Machine learning based dynamic numerical climate multi-model ensemble weighting for high impact weather affecting the energy infrastructure

Machine learning based dynamic numerical climate multi-model ensemble
weighting for high impact weather affecting the energy infrastructure
The infrastructure for renewable energy production and electrical grid itself is affected
by weather and climate conditions and vulnerable to high impact weather and
cascading events. A reliable representation of the meteorological conditions leading to
such events including their uncertainty is therefore needed for both weather and climate
time scales. Individual numerical weather and climate models exhibit systematic
strengths and weaknesses across scales, and geographic regions, despite the
differences in model physics and parametrizations. One way to tackle this and avoid
running single-model ensemble climate simulations are multi-model or poor-man
ensembles consisting of a set of different climate or weather models combined.
Ensemble mixing offers a way to mitigate these weaknesses while providing uncertainty
quantification. Simply ensemble averaging can dilute forecast and climate signals and
penalize outliers and rare extremes. Different approaches have been proposed to tackle
this problem by assigning non-uniform weights to individual model fields and
parameters, however, these methods often rely on domain knowledge such as model
dependencies [1,2].

============

> _STATED GOAL A_: In the text on climate ensemble weighting, what can simple ensemble averaging dilute?
> _STATED GOAL B_: Extract the text on climate ensemble weighting from "Ensemble mixing offers" to "dependencies [1,2].", copying it word for word.
> _STATED GOAL C_: Extend the text on climate ensemble weighting, picking up right after its final sentence.

> _INFORMATION PROVIDED_:
============

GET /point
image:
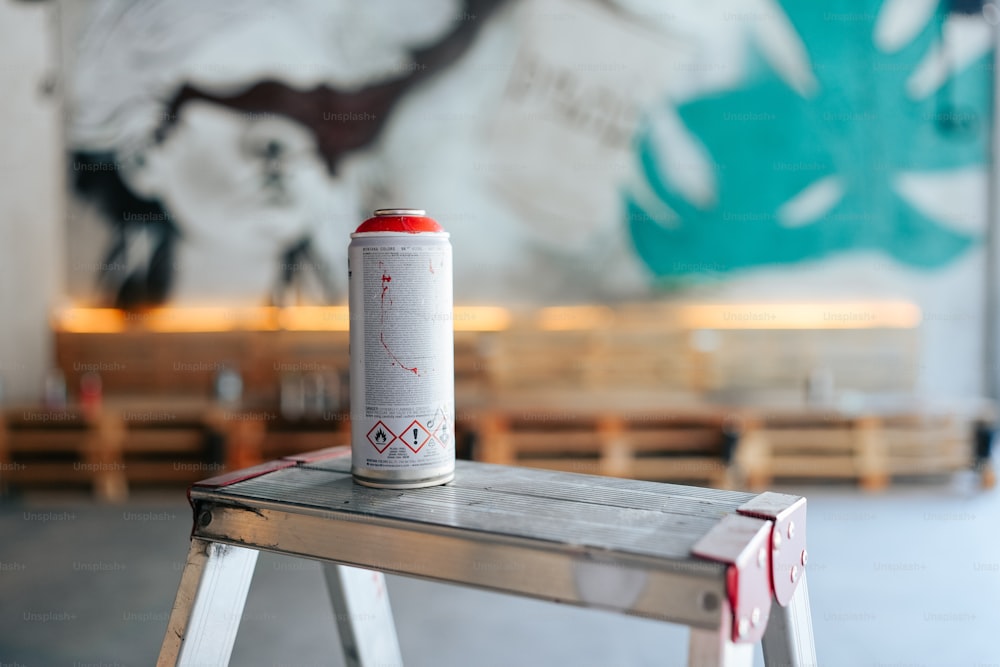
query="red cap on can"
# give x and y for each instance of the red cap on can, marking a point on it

============

> _RIGHT ANSWER A_: Forecast and climate signals.

> _RIGHT ANSWER B_:
Ensemble mixing offers a way to mitigate these weaknesses while providing uncertainty
quantification. Simply ensemble averaging can dilute forecast and climate signals and
penalize outliers and rare extremes. Different approaches have been proposed to tackle
this problem by assigning non-uniform weights to individual model fields and
parameters, however, these methods often rely on domain knowledge such as model
dependencies [1,2].

> _RIGHT ANSWER C_:
Here, we propose a machine learning-based multi-model ensemble model-mixing
framework that is domain-agnostic and assigns spatially and temporally dynamic
weights, in addition to an error metric. The domain of interest is the Alps, which exhibit
challenging terrain and localized extreme events, e.g. precipitation extremes that are
difficult to capture in conventional climate models. The CERRA reanalysis data at ~5.5
km resolution serves as the target grid. We build a multi-model ensemble by combining
dynamically downscaled simulations of 2 m air temperature, precipitation, and wind
speed from COSMO-CLM (6 km) and WRF (10 km). Each regional model is driven by two
CMIP6 global climate models (MPI-ESM and EC-Earth) under two scenarios (SSP1-2.6
and SSP5-8.5), with an additional historical period used for training. Static information
such as orography and seasonal dependencies are considered. We evaluate the
ensemble’s performance on selected extreme events (e.g., heavy precipitation,
windstorms, heatwaves) that can (and did) harm energy infrastructure, such as the
European derecho 2022.

[1] Christensen, Jh, E Kjellström, F Giorgi, G Lenderink, and M Rummukainen. 2010.
‘Weight Assignment in Regional Climate Models’. Climate Research 44 (2–3): 179–94.
https://doi.org/10.3354/cr00916.

[2] Merrifield, Anna Louise, Lukas Brunner, Ruth Lorenz, Iselin Medhaug, and Reto
Knutti. 2020. ‘An Investigation of Weighting Schemes Suitable for Incorporating Large
Ensembles into Multi-Model Ensembles’. Earth System Dynamics 11 (3): 807–34.
https://doi.org/10.5194/esd-11-807-2020.